[Bug]: 401 on privileged actions after cold restart despite valid login

Open InigoGastesi opened this issue 7 months ago • 1 comments

🐞 Bug Summary

After a cold restart of the server/Kubernetes node (e.g., powered off overnight), the Admin Web UI intermittently returns 401 Unauthorized for privileged actions even though I appear logged in. Affected actions include adding MCP servers, viewing metrics, and creating servers.

🧩 Affected Component

Select the area of the project impacted:

[x] mcpgateway - API
[x] mcpgateway - UI (admin panel)
[ ] mcpgateway.wrapper - stdio wrapper
[ ] Federation or Transports
[ ] CLI, Makefiles, or shell scripts
[ ] Container setup (Docker/Podman/Compose)
[ ] Other (explain below)

🔁 Steps to Reproduce

Deploy ghcr.io/ibm/mcp-context-forge:latest on Kubernetes with UI and Admin API enabled and auth required (env excerpt below). DB is SQLite on a PVC at /data.
Power off the host (or shut down the cluster) at end of day; power back on next day. (A cold start of the pod may also reproduce.)
Log into the Admin UI (Basic Auth).
Try any privileged action: Add MCP server, Metrics tab, Create server, etc.
The UI shows “401 Unauthorized” responses for those API calls while the UI still indicates I’m logged in.

🤔 Expected Behavior

Admin actions should succeed when authenticated (200/201 responses), without requiring any extra steps after a cold restart.

📓 Logs / Error Output

Network panel shows 401 on endpoints such as /admin/servers, /admin/metrics, and related admin routes.
Pod logs primarily show 401 responses for those requests (no stacktrace).
⚠️ No secrets included. (Can provide additional sanitized logs if needed.)

🧠 Environment Info

You can retrieve most of this from the /version endpoint.

Key	Value
Version or commit	`ghcr.io/ibm/mcp-context-forge:latest` (as of 2025-08-27)
Runtime	Containerized in Kubernetes (auth required; UI + Admin API enabled)
Platform / OS	Kubernetes cluster (Namespace `mcp`)
Container	Deployed via Deployment + PVC; Service is ClusterIP (HTTP to port 4444)

🧩 Additional Context (optional)

EXERCISE TASKS -
**1.** Transcribe the part of the bug report that opens with the words containing "Try any privileged" and closes with "related admin routes.".
**2.** Repeat the records word for word, omitting the pictures.

DATASET -

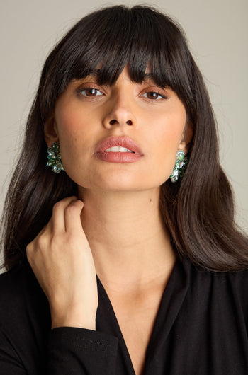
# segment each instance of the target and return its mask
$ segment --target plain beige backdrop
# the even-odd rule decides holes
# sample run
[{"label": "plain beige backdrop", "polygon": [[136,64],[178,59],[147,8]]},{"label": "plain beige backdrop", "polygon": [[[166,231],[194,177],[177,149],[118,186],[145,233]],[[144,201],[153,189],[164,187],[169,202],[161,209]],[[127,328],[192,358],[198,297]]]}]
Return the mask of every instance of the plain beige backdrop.
[{"label": "plain beige backdrop", "polygon": [[[1,1],[1,211],[45,57],[78,19],[102,6],[120,4],[141,2]],[[154,0],[142,4],[166,11],[186,31],[218,122],[220,160],[235,190],[237,220],[248,231],[248,1]]]}]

RESPONSE LIST -
**1.**
Try any privileged action: Add MCP server, Metrics tab, Create server, etc.
The UI shows “401 Unauthorized” responses for those API calls while the UI still indicates I’m logged in.

🤔 Expected Behavior

Admin actions should succeed when authenticated (200/201 responses), without requiring any extra steps after a cold restart.

📓 Logs / Error Output

Network panel shows 401 on endpoints such as /admin/servers, /admin/metrics, and related admin routes.

**2.**
# segment each instance of the target and return its mask
$ segment --target plain beige backdrop
# the even-odd rule decides holes
# sample run
[{"label": "plain beige backdrop", "polygon": [[136,64],[178,59],[147,8]]},{"label": "plain beige backdrop", "polygon": [[[166,231],[194,177],[177,149],[118,186],[145,233]],[[144,201],[153,189],[164,187],[169,202],[161,209]],[[127,328],[192,358],[198,297]]]}]
Return the mask of every instance of the plain beige backdrop.
[{"label": "plain beige backdrop", "polygon": [[[1,1],[1,211],[45,57],[78,19],[102,6],[120,4],[141,2]],[[154,0],[142,4],[166,11],[186,31],[218,122],[220,160],[235,190],[237,220],[248,231],[248,1]]]}]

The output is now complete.